Welche beiden Beispiele für unersetzbare Nachteile nennt der Text zum unersetzbaren Vollstreckungsnachteil?

### Textauszug
****************************************
1. Unersetzbarer Vollstreckungsnachteil.
Rn 3
Die Schutzbedürftigkeit des Schuldners muss sich aus dem Umstand ergeben, dass durch die Vollstreckung ein unersetzbarer Nachteil entsteht. Die Fälle kommen selten vor, weil der Ausgleich eines Vollstreckungsschadens idR monetär kompensiert werden kann und der Schuldner in diesem Fall durch § 717 schadlos gestellt ist. Zu unterscheiden ist der unersetzbare Vollstreckungsnachteil vom schwer ersetzbaren (der Schuldner befindet sich im Ausland), der nicht genügt, um einen Schutzantrag nach § 712 zu begründen. Unersetzbare Nachteile sind etwa die Vernichtung der wirtschaftlichen Existenz des Schuldners durch die Vollstreckung und der Verlust seiner Wohnung durch Räumung (Eisenhardt NZM 99, 785). Dagegen ist ein unersetzbarer Nachteil weder die Verpflichtung zur Räumung von Büroräumen (BGH GuT 13, 217) noch die drohende Insolvenz einer GmbH oder einer Genossenschaft in Liquidation (BGH NJW-RR 87, 62). Auch dass der Gläubiger zahlungsunfähig ist und daher den Anspruch aus § 717 nicht wird erfüllen können, reicht dafür nicht pauschal aus (Hamm MDR 99, 1404; FamRZ 97, 1489). Denn in aller Regel kann der Schuldner auf die Sicherheitsleistung des Gläubigers zugreifen (§§ 709, 708 Nr 4–11, 711), so dass ein nicht zu ersetzender Nachteil für den Schuldner nur in den Fällen des § 708 Nr 1–3 in Betracht kommt, ebenso im Fall des § 708 Nr 10, weil hier ein Schadensersatzanspruch ausgeschlossen ist (§ 717 III).
****************************************
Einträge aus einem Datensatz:

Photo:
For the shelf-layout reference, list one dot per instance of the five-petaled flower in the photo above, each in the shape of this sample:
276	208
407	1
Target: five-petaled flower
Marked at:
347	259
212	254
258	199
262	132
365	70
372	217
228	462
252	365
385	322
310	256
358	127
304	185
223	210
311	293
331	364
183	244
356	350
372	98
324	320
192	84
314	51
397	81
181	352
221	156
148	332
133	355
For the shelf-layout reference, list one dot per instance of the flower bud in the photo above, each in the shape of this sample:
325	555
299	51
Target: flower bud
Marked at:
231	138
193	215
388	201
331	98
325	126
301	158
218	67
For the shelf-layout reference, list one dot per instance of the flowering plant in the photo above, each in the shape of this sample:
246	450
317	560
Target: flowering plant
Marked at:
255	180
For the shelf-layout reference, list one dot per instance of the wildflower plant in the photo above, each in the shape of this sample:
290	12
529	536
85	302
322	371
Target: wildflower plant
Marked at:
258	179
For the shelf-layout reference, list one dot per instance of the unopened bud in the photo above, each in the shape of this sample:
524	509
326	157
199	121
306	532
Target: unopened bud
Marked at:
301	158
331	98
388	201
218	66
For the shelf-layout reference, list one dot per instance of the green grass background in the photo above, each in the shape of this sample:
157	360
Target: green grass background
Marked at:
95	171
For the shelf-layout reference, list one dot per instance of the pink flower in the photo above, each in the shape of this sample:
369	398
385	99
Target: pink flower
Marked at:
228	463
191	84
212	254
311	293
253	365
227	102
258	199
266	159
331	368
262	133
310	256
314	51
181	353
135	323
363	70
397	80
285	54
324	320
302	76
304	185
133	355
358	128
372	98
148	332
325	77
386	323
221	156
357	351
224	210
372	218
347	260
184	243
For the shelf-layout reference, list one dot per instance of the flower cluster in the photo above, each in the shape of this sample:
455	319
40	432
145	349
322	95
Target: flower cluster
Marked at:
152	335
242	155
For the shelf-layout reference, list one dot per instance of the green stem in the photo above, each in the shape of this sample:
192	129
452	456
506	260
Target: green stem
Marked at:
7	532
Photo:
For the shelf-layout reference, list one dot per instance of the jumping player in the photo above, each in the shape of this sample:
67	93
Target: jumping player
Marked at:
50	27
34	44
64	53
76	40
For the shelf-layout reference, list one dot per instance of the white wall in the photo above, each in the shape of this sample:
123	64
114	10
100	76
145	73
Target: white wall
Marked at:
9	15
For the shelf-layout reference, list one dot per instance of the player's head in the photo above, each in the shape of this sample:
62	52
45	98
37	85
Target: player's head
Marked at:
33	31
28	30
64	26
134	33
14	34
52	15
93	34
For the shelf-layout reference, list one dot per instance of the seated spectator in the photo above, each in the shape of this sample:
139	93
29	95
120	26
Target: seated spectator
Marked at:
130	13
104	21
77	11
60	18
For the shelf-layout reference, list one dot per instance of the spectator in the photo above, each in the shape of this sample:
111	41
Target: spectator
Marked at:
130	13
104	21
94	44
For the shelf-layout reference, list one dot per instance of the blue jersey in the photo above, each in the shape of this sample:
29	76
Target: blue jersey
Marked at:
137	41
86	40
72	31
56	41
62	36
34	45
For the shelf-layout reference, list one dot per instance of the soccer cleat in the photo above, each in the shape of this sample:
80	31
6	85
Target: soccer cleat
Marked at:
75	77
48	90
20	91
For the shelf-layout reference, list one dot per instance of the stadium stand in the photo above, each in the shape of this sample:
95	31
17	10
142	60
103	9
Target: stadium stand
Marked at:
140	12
****************************************
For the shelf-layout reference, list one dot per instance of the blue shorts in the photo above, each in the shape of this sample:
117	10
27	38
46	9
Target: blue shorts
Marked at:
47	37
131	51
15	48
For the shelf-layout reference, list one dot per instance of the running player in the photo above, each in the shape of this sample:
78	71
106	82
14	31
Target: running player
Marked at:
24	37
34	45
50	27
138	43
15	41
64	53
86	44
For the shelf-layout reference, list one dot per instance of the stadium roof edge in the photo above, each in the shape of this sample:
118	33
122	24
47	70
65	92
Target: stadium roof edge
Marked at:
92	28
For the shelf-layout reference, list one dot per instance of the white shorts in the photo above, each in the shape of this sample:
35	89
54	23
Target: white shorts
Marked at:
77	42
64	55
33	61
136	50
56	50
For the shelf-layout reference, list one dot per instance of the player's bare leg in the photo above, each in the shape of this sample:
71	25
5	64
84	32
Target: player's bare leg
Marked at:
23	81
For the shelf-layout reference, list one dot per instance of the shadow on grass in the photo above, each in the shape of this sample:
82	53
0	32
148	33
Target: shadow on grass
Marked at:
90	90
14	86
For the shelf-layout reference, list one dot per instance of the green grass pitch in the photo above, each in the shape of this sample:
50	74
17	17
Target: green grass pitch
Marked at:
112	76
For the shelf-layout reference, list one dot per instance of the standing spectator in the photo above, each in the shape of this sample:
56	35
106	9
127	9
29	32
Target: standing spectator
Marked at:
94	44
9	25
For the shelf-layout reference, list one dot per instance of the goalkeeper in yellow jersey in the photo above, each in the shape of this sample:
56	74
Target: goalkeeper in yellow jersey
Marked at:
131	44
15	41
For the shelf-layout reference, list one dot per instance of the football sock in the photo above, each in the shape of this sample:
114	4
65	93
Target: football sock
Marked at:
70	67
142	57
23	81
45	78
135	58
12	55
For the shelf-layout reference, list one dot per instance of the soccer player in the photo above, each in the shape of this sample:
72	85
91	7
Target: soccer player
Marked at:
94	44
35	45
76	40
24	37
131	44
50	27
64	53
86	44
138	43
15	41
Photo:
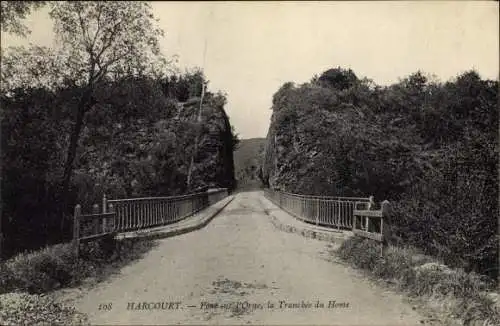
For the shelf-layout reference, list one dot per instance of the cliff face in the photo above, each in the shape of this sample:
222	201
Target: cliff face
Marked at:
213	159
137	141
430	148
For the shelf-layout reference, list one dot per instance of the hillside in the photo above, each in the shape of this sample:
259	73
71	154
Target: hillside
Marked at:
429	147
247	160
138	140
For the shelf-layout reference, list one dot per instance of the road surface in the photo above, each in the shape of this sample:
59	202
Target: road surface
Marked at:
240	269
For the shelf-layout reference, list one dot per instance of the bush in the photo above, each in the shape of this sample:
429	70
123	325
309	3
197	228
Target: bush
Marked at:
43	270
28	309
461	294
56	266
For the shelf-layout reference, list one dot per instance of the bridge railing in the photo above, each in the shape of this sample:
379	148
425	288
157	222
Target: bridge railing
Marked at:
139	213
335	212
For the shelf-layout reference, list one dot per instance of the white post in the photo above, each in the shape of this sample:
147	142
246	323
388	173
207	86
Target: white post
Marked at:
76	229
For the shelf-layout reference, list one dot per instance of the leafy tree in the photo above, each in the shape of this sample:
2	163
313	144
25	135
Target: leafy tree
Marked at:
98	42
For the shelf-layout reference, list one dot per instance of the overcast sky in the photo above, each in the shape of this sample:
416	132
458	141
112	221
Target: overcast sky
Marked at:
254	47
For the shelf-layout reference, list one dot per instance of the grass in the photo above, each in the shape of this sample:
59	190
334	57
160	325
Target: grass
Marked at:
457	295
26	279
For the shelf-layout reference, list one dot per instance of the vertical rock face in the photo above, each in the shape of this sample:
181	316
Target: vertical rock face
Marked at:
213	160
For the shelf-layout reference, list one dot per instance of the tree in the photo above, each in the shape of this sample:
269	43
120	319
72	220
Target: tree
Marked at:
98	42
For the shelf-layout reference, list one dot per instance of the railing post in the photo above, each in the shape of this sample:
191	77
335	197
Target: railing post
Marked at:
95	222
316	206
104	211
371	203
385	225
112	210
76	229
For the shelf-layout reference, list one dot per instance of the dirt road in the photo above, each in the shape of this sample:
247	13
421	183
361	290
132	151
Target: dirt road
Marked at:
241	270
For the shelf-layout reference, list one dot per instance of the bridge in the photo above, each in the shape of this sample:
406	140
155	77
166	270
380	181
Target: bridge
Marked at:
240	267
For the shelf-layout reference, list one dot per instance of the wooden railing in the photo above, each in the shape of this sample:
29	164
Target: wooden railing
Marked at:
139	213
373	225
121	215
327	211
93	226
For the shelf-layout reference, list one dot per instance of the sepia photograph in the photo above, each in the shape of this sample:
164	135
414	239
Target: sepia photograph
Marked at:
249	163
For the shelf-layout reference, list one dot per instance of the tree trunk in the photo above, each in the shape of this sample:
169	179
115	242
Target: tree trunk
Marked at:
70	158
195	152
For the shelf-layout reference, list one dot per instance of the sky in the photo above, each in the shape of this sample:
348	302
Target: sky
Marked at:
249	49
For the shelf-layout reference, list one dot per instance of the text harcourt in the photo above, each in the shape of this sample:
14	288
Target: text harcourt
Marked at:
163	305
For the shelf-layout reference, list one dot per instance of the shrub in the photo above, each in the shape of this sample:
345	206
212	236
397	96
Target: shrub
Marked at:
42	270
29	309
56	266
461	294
****************************************
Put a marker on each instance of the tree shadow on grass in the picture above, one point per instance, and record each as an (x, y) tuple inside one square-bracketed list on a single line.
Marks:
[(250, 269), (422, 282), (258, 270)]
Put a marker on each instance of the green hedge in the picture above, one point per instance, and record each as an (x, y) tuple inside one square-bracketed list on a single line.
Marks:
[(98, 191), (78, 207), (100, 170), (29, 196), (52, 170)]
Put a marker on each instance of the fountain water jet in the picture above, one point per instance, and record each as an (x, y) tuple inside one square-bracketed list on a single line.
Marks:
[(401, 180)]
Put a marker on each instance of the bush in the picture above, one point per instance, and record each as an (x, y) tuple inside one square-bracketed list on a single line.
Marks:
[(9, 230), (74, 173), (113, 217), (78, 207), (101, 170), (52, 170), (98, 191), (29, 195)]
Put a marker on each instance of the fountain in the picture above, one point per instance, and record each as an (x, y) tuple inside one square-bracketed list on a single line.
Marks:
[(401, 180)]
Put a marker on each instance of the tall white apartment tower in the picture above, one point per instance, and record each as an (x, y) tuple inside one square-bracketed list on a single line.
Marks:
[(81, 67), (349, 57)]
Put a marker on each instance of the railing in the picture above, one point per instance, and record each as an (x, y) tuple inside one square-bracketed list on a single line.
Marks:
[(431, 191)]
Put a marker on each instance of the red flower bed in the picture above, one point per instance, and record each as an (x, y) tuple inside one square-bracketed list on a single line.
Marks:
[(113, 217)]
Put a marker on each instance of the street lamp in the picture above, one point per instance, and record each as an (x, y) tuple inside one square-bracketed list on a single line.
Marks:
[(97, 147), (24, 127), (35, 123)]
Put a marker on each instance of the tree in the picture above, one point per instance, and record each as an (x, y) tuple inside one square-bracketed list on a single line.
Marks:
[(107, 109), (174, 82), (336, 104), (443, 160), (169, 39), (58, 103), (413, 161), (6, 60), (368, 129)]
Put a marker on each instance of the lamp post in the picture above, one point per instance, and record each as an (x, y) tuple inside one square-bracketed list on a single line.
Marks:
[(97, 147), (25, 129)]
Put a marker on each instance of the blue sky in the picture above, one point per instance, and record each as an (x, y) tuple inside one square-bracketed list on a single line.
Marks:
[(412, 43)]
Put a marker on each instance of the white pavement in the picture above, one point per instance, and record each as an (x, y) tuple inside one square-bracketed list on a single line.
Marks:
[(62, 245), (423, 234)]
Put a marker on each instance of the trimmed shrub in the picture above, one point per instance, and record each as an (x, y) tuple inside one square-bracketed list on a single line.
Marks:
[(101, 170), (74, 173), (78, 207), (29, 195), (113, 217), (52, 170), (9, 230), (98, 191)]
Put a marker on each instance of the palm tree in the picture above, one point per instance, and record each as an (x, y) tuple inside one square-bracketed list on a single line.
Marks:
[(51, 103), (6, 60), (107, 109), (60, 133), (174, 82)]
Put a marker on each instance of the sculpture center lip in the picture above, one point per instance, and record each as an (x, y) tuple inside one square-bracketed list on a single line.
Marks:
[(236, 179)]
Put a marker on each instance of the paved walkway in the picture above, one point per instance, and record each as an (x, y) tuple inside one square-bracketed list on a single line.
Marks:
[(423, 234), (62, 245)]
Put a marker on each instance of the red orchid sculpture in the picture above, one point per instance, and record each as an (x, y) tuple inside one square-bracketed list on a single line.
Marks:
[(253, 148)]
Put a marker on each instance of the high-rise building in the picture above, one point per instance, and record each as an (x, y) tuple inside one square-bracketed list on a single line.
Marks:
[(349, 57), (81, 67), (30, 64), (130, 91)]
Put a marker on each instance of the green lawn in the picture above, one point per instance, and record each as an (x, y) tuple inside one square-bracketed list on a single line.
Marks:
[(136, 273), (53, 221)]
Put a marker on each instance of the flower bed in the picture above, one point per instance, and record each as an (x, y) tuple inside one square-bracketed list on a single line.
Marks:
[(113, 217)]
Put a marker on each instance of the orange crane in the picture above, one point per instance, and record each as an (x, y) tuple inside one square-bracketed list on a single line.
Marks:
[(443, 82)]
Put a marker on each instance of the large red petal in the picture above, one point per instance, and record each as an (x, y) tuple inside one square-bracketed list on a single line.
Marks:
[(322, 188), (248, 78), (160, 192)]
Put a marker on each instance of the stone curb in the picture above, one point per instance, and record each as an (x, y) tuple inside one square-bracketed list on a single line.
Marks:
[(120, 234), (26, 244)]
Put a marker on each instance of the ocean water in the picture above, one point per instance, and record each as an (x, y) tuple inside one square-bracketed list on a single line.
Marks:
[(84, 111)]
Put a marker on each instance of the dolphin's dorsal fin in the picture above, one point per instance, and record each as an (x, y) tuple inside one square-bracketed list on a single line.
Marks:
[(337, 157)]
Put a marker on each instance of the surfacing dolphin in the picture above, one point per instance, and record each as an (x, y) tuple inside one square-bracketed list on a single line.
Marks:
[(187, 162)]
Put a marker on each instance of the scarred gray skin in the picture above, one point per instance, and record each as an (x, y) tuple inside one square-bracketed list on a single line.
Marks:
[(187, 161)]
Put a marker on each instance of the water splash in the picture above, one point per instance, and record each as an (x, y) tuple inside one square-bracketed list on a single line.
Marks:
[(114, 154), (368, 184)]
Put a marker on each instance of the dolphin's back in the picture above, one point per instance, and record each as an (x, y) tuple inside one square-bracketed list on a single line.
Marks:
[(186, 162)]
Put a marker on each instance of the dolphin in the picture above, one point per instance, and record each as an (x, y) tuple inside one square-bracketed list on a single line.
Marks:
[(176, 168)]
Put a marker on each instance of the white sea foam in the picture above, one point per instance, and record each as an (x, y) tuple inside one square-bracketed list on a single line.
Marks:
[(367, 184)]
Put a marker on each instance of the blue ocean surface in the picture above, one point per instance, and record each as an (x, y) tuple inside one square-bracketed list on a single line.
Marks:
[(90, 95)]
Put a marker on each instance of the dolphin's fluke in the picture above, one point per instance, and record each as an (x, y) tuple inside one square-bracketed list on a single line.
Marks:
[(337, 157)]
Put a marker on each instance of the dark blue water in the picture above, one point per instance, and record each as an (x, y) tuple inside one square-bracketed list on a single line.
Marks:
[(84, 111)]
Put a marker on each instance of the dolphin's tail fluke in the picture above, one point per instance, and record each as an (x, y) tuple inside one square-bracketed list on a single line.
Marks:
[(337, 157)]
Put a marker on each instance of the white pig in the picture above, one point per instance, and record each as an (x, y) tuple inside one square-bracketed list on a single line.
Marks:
****************************************
### Antwort
Die Vernichtung der wirtschaftlichen Existenz des Schuldners durch die Vollstreckung und der Verlust seiner Wohnung durch Räumung.